- TO BE DONE: Copy every one of the entries below verbatim, line by line and in the same order.

- DATASET RECORDS:
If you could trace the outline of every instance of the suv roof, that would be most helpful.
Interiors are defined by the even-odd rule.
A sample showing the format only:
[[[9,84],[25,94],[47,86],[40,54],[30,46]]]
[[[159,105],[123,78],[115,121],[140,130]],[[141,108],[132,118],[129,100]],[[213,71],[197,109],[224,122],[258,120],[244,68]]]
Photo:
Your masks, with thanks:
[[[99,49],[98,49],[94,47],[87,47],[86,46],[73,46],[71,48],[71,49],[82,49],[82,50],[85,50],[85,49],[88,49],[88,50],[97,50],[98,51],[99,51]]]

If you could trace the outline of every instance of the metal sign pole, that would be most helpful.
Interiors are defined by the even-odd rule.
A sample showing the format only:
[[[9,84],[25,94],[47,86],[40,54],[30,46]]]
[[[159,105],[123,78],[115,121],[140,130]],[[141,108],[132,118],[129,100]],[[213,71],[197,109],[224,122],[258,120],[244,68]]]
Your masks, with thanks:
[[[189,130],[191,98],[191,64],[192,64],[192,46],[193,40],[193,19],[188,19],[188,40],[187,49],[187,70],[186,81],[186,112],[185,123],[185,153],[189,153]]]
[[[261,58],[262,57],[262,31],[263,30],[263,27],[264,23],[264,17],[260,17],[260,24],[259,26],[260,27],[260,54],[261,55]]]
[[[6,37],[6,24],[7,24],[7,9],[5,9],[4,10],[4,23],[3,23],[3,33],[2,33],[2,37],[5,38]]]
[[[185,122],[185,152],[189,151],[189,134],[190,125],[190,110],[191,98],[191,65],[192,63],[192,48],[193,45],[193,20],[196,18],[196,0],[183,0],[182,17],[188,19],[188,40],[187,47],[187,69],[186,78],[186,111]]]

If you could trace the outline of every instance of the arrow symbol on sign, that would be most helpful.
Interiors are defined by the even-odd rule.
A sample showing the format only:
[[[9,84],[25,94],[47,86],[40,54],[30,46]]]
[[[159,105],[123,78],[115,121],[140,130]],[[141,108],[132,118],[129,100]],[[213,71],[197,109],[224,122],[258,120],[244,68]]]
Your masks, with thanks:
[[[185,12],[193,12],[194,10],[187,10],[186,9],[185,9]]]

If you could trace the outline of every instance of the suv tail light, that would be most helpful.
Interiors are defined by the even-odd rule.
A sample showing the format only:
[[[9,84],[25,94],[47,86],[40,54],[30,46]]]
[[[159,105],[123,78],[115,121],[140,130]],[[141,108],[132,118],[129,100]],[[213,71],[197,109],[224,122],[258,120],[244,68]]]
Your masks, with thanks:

- PROBLEM SOLUTION:
If you could trace the outline of every instance of the suv roof, that would be most helpful.
Interiors are defined by the even-odd rule.
A sample showing the format only:
[[[9,84],[25,94],[47,86],[40,54],[30,46]]]
[[[159,105],[123,78],[115,121],[140,130]],[[141,108],[132,118],[129,100]],[[213,71],[197,109],[224,122],[258,120],[244,68]]]
Photo:
Your masks, with thanks:
[[[99,49],[98,49],[94,47],[87,47],[86,46],[73,46],[71,48],[71,49],[82,49],[82,50],[85,50],[85,49],[88,49],[88,50],[97,50],[98,51],[99,51]]]

If you could trace the outline of every instance of the metal sign pole, that would be most helpful.
Interiors are defined by the even-odd rule.
A sample showing the format only:
[[[9,84],[25,94],[47,86],[40,54],[30,46]]]
[[[159,105],[123,78],[115,121],[140,130]],[[141,108],[132,118],[129,100]],[[213,71],[197,109],[224,122],[258,120],[244,68]]]
Your masks, with thanks:
[[[189,130],[191,98],[191,64],[192,64],[192,46],[193,40],[193,19],[188,19],[188,40],[187,49],[187,70],[186,81],[186,112],[185,123],[185,153],[189,153]]]
[[[261,58],[262,57],[262,31],[263,30],[263,27],[264,23],[264,17],[260,17],[260,24],[259,26],[260,27],[260,54],[261,55]]]
[[[6,37],[6,24],[7,24],[7,9],[5,9],[4,10],[4,23],[3,23],[3,33],[2,33],[2,37],[5,38]]]
[[[185,122],[185,152],[189,151],[189,134],[190,125],[190,110],[191,98],[191,65],[192,63],[192,48],[193,45],[193,20],[196,18],[196,0],[183,0],[182,17],[188,19],[188,40],[187,47],[187,69],[186,78],[186,111]]]

If you could trace the outline of every instance of the arrow symbol on sign, that would be most helpful.
Interiors are defined by the even-odd rule.
A sample showing the format only:
[[[9,84],[25,94],[47,86],[40,54],[30,46]]]
[[[159,105],[123,78],[115,121],[140,130]],[[141,108],[132,118],[129,100]],[[213,71],[197,109],[224,122],[258,120],[244,68]]]
Your masks, with thanks:
[[[185,12],[193,12],[194,10],[187,10],[186,9],[185,9]]]

If you could trace the outline of every instance of the suv tail light, that would be most helpful.
Interiors are defined by the even-odd rule.
A sample showing the format only:
[[[9,84],[25,94],[47,86],[40,54],[30,46]]]
[[[159,105],[123,78],[115,121],[140,130]],[[141,108],[132,118],[129,100]],[[213,71],[197,109],[224,122],[258,120],[244,68]]]
Your masks, with thanks:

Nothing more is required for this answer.